-- Problem description --
Without including any picture, write out the entries exactly as they stand.

-- Source data --
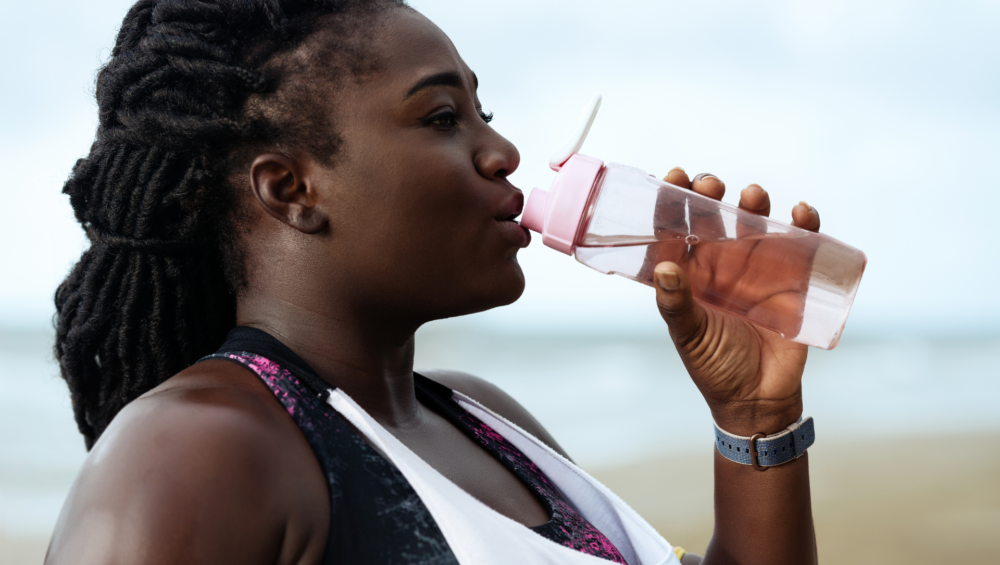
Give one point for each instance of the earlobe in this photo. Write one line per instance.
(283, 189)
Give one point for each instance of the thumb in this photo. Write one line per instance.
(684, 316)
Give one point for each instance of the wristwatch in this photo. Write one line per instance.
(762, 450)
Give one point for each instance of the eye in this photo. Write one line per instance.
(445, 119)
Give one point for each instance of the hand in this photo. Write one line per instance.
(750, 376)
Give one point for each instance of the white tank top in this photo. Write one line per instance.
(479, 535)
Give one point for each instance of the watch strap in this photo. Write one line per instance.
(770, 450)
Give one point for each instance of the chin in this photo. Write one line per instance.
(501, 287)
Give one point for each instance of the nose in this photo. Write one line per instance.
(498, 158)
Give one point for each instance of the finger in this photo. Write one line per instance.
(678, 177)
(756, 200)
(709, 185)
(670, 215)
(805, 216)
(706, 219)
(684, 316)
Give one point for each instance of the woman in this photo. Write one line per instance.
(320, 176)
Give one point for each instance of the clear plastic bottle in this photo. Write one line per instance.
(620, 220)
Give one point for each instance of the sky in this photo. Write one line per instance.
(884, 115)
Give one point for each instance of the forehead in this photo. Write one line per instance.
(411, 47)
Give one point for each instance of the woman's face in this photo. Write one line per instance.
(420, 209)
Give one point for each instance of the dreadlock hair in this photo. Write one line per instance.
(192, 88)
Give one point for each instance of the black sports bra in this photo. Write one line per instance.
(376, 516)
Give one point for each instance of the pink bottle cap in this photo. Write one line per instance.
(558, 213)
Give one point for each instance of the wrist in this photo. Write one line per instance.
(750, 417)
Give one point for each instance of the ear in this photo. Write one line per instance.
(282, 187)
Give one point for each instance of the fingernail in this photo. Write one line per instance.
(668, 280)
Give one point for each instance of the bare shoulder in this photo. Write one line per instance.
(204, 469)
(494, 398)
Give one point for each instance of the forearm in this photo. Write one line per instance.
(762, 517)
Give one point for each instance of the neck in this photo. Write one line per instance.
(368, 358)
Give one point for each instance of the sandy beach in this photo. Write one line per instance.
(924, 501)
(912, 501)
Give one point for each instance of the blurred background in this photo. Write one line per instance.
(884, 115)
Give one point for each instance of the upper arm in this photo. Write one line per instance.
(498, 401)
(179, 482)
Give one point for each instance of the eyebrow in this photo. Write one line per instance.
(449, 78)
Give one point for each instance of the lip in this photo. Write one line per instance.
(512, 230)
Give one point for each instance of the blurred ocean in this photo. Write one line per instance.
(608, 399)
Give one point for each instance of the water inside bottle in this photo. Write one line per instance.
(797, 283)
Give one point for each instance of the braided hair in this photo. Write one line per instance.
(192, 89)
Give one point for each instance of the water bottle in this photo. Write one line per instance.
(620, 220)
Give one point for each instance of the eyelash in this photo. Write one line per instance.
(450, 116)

-- Solution for this problem --
Give one point for each instance of the earlobe in this photo. Write one line per instance.
(283, 189)
Give one point for each instance of the thumb in this photo. Write one line per instance.
(684, 316)
Give one point for each instance of the wristwatch in this photo. Write one line per instance.
(762, 450)
Give one point for each instance of the eye in this photo. Write one line per instance.
(445, 119)
Give one point for each instance of the hand in this photo. Write one line per instance.
(750, 376)
Give one point for each instance of the white tank top in this photo. Write one line per instance.
(479, 535)
Give one point for each instance of the watch strap in this photo. Write one line per instance.
(770, 450)
Give one point for each instance of the chin in this photo. Write one line per instance.
(501, 287)
Give one point for each instance of the nose in this photo. Write one line per instance.
(498, 158)
Give one point for each instance of the finger in this photo. Write one line per instance.
(678, 177)
(756, 200)
(709, 185)
(670, 215)
(805, 216)
(706, 219)
(684, 316)
Give one point for each instance of the woman in this photo. Write one line per instance.
(320, 176)
Give one point for each instance of the clear plastic bottle in this photo. Write one line per instance.
(620, 220)
Give one point for each instance of the sky in this photo. Write one line per instance.
(884, 115)
Give one point for each instance of the forehead in this photo. Write one line per instance.
(411, 47)
Give one point for each instance of the woman's face in this photo. Write one line per instance.
(420, 209)
Give one point for each instance of the dreadlock hair in this photo. Write one line per instance.
(192, 88)
Give one point for each instance of the black sports bra in this photo. Write one line per instance.
(376, 516)
Give one point for each instance of the pink bottle cap in this photo. Write one line per instance.
(558, 213)
Give one point for each instance of the wrist in this photo. Write one line per instance.
(750, 417)
Give one point for each instance of the ear in this photo. Write one line per instance.
(282, 187)
Give one point for each instance of the fingernail in this photo. Write one line per instance.
(668, 280)
Give one point for each instance of the bare shoulder in this photo. Write one line per instance.
(204, 469)
(494, 398)
Give one point for each instance of the forearm in this photo. Write one line per instance.
(762, 517)
Give one point for each instance of the neck in this photo. Write one line per instance.
(368, 358)
Give one point for each instance of the sandy beach in this photo. Write one line per instance.
(924, 501)
(912, 501)
Give one point for each instance of the blurred background in this photo. Write one line per instance.
(884, 115)
Give one point for each instance of the upper arm in this photo. Write one line per instance.
(498, 401)
(179, 482)
Give one point for each instance of the eyebrow in this photo. Write one line per instance.
(449, 78)
Give one point for each instance of the lip in this photo. Write one line per instance.
(512, 230)
Give one point for each instance of the blurred ocean in this photo. Write one line per instance.
(608, 399)
Give one point for each instance of the water inside bottle in this photo. Write one line per instance.
(797, 283)
Give one point for each instance of the braided hair in this photo. Write one line per instance.
(192, 89)
Give one point for each instance of the water bottle in this photo. Write one line per instance.
(620, 220)
Give one point for each instance of the eyelash in this photo. Write one line per instance.
(450, 116)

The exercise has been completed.